··· DATA FOR THE TASK ···
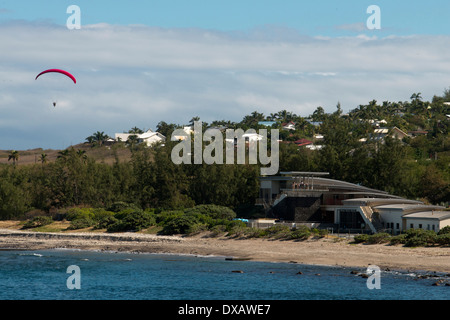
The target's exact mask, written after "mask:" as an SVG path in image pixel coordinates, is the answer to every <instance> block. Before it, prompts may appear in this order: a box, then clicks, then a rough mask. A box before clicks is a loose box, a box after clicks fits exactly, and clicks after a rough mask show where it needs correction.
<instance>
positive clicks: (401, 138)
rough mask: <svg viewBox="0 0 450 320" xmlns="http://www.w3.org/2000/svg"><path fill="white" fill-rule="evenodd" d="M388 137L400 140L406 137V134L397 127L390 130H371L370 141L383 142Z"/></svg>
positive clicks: (388, 128) (404, 132)
mask: <svg viewBox="0 0 450 320" xmlns="http://www.w3.org/2000/svg"><path fill="white" fill-rule="evenodd" d="M388 136H389V137H391V138H394V139H398V140H402V139H403V138H404V137H406V136H408V134H407V133H406V132H404V131H403V130H401V129H399V128H397V127H393V128H391V129H389V128H377V129H374V130H373V134H372V136H371V140H376V141H383V140H384V139H385V138H386V137H388Z"/></svg>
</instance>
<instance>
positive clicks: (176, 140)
mask: <svg viewBox="0 0 450 320" xmlns="http://www.w3.org/2000/svg"><path fill="white" fill-rule="evenodd" d="M183 131H184V132H185V133H186V135H179V136H177V135H172V139H171V140H172V141H183V140H185V139H186V137H187V136H190V135H191V134H193V133H194V128H193V127H192V126H187V127H184V128H183Z"/></svg>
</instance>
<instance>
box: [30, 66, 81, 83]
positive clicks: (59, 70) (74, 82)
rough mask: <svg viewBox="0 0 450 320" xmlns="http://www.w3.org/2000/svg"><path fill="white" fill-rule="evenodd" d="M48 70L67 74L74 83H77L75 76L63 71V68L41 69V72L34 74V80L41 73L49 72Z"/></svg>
mask: <svg viewBox="0 0 450 320" xmlns="http://www.w3.org/2000/svg"><path fill="white" fill-rule="evenodd" d="M49 72H57V73H61V74H64V75H66V76H68V77H69V78H70V79H72V81H73V82H74V83H77V79H75V77H74V76H73V75H71V74H70V73H69V72H67V71H64V70H61V69H48V70H45V71H42V72H41V73H39V74H38V75H37V76H36V79H35V80H37V78H39V77H40V76H41V75H43V74H45V73H49Z"/></svg>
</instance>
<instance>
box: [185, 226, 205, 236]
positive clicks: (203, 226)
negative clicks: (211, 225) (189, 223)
mask: <svg viewBox="0 0 450 320" xmlns="http://www.w3.org/2000/svg"><path fill="white" fill-rule="evenodd" d="M207 230H208V226H207V225H206V224H204V223H196V224H193V225H192V226H191V227H190V228H189V230H188V231H187V234H189V235H194V234H197V233H200V232H203V231H207Z"/></svg>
···
PROBLEM TO SOLVE =>
Reproduce the lines above verbatim, omitting the pictures.

WRITTEN RESPONSE =>
The target's exact mask, written after "mask:" as an SVG path in image pixel coordinates, is the answer to every <instance> block. Before it, prompts may appear in this order: a box, then clicks, then a rough mask. A box before clicks is a loose box, a box after clicks fits exactly, and clicks after a rough mask show where it needs correction.
<instance>
positive clicks: (401, 138)
rough mask: <svg viewBox="0 0 450 320" xmlns="http://www.w3.org/2000/svg"><path fill="white" fill-rule="evenodd" d="M388 137L400 140L406 137V134L397 127L390 130H371L370 141L383 142Z"/></svg>
positive clicks: (388, 128) (404, 132)
mask: <svg viewBox="0 0 450 320" xmlns="http://www.w3.org/2000/svg"><path fill="white" fill-rule="evenodd" d="M388 136H389V137H391V138H394V139H398V140H402V139H403V138H404V137H406V136H408V134H407V133H406V132H404V131H403V130H401V129H399V128H397V127H393V128H391V129H389V128H377V129H374V130H373V134H372V136H371V140H376V141H383V140H384V139H385V138H386V137H388Z"/></svg>
</instance>
<instance>
positive clicks: (176, 140)
mask: <svg viewBox="0 0 450 320" xmlns="http://www.w3.org/2000/svg"><path fill="white" fill-rule="evenodd" d="M183 131H184V132H185V133H186V135H179V136H177V135H172V139H171V140H172V141H183V140H185V139H186V137H187V136H190V135H191V134H193V133H194V128H193V127H192V126H187V127H184V128H183Z"/></svg>
</instance>
<instance>
box: [30, 66, 81, 83]
positive clicks: (59, 70) (74, 82)
rough mask: <svg viewBox="0 0 450 320" xmlns="http://www.w3.org/2000/svg"><path fill="white" fill-rule="evenodd" d="M48 70L67 74L74 83H77L75 76L63 71V68L41 69V72L34 74V80L41 73L49 72Z"/></svg>
mask: <svg viewBox="0 0 450 320" xmlns="http://www.w3.org/2000/svg"><path fill="white" fill-rule="evenodd" d="M49 72H57V73H61V74H64V75H66V76H68V77H69V78H70V79H72V81H73V82H74V83H77V79H75V77H74V76H73V75H71V74H70V73H69V72H67V71H64V70H61V69H48V70H45V71H42V72H41V73H39V74H38V75H37V76H36V79H35V80H37V78H39V77H40V76H41V75H43V74H45V73H49Z"/></svg>
</instance>
<instance>
box: [185, 226, 205, 236]
positive clicks: (203, 226)
negative clicks: (211, 225) (189, 223)
mask: <svg viewBox="0 0 450 320" xmlns="http://www.w3.org/2000/svg"><path fill="white" fill-rule="evenodd" d="M207 230H208V226H207V225H206V224H204V223H196V224H193V225H192V226H191V227H190V228H189V230H188V231H187V234H189V235H194V234H197V233H200V232H203V231H207Z"/></svg>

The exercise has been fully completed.